Start Given information
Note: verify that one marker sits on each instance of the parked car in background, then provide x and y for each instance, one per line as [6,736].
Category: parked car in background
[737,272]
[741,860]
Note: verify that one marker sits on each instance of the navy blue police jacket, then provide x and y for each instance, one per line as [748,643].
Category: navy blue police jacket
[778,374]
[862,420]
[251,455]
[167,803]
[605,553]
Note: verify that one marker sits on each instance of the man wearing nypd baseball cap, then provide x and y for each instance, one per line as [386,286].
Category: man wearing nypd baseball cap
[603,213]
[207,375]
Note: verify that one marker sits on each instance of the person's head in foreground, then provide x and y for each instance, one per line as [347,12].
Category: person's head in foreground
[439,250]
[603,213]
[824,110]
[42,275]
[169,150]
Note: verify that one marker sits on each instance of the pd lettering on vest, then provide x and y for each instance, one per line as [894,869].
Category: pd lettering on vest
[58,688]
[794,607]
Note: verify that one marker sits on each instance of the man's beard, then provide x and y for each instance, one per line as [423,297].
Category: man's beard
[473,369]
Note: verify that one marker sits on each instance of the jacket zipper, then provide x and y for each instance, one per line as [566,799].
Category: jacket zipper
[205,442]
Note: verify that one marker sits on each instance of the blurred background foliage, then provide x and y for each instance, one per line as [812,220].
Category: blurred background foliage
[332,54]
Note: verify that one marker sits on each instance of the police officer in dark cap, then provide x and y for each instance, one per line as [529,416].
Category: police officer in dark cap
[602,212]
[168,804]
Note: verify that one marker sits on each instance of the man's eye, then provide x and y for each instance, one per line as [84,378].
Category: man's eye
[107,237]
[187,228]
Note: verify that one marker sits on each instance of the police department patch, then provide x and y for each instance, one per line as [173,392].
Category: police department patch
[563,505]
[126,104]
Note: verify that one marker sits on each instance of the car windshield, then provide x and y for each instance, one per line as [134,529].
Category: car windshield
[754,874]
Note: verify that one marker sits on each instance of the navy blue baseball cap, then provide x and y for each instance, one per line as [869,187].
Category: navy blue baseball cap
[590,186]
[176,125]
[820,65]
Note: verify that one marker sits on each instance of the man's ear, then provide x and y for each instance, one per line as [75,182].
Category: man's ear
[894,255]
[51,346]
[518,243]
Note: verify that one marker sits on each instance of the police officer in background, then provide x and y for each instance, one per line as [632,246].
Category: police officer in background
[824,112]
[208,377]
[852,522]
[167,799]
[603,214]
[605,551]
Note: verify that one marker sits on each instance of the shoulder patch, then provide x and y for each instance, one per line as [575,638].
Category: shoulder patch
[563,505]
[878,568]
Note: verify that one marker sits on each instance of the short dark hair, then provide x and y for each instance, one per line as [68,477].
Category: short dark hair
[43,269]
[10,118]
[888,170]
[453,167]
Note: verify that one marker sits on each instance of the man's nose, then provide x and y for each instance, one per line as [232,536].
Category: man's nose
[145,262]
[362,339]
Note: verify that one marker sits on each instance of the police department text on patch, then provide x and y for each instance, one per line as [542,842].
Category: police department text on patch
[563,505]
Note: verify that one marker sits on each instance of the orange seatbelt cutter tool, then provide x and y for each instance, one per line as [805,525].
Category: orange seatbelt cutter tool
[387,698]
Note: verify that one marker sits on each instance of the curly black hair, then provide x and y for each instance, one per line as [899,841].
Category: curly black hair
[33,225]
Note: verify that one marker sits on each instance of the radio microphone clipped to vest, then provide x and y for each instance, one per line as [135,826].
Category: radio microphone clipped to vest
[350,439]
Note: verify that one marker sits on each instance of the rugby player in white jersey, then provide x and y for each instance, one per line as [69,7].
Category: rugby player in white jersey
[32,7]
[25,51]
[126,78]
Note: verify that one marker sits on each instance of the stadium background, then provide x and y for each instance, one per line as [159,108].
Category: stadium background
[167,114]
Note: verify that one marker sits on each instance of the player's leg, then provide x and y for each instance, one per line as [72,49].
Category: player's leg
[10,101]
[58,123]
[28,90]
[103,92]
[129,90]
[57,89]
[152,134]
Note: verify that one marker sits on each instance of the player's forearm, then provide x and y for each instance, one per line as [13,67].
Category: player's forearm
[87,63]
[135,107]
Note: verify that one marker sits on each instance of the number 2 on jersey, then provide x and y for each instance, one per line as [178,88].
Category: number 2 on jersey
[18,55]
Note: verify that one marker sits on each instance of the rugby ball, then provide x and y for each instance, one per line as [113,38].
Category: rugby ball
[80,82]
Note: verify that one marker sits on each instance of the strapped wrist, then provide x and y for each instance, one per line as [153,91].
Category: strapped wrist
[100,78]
End Given information
Start Given information
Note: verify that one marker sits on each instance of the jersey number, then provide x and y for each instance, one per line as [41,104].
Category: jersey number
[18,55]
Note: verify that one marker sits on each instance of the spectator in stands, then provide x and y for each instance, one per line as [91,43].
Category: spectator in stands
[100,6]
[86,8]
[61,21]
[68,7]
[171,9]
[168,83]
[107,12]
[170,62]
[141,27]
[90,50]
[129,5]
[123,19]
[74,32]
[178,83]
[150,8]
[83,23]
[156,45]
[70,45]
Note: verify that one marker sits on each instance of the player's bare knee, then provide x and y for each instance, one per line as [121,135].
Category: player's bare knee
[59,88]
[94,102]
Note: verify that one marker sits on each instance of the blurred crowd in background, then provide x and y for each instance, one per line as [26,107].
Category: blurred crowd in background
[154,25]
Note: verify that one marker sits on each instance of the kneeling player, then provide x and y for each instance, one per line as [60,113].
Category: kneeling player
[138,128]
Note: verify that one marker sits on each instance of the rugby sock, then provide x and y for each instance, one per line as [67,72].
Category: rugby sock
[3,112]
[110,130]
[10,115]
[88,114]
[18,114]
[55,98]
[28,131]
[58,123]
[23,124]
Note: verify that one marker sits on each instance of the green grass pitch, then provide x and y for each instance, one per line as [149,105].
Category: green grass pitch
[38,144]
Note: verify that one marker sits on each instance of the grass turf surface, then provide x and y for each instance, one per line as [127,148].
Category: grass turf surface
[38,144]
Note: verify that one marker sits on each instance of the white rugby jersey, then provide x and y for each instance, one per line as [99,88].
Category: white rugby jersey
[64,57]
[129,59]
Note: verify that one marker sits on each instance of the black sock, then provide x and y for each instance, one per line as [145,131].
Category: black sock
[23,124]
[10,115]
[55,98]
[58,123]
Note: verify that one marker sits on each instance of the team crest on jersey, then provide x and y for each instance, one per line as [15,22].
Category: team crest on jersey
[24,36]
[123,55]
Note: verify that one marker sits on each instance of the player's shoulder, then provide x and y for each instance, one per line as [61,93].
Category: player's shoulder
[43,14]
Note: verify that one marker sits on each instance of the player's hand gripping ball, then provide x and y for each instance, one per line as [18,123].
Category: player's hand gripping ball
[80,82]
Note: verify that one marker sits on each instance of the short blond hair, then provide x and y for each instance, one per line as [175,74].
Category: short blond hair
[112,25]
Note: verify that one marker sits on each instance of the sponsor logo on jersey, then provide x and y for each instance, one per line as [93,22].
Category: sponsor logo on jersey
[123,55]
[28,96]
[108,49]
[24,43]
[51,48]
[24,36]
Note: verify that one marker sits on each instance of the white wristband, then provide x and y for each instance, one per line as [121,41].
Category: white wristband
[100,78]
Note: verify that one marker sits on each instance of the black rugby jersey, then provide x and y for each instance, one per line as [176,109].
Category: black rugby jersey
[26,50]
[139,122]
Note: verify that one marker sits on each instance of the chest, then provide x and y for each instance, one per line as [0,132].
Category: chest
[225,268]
End Given information
■ Your goal: Please pull out every line of the entries above that contains the string "team", treating uppercase and lowercase as different.

■ Result for this exercise:
Note: verify that one marker sits on each instance of the team crest on jersey, then provide x and y for each instance, one per line as [15,22].
Category: team crest on jersey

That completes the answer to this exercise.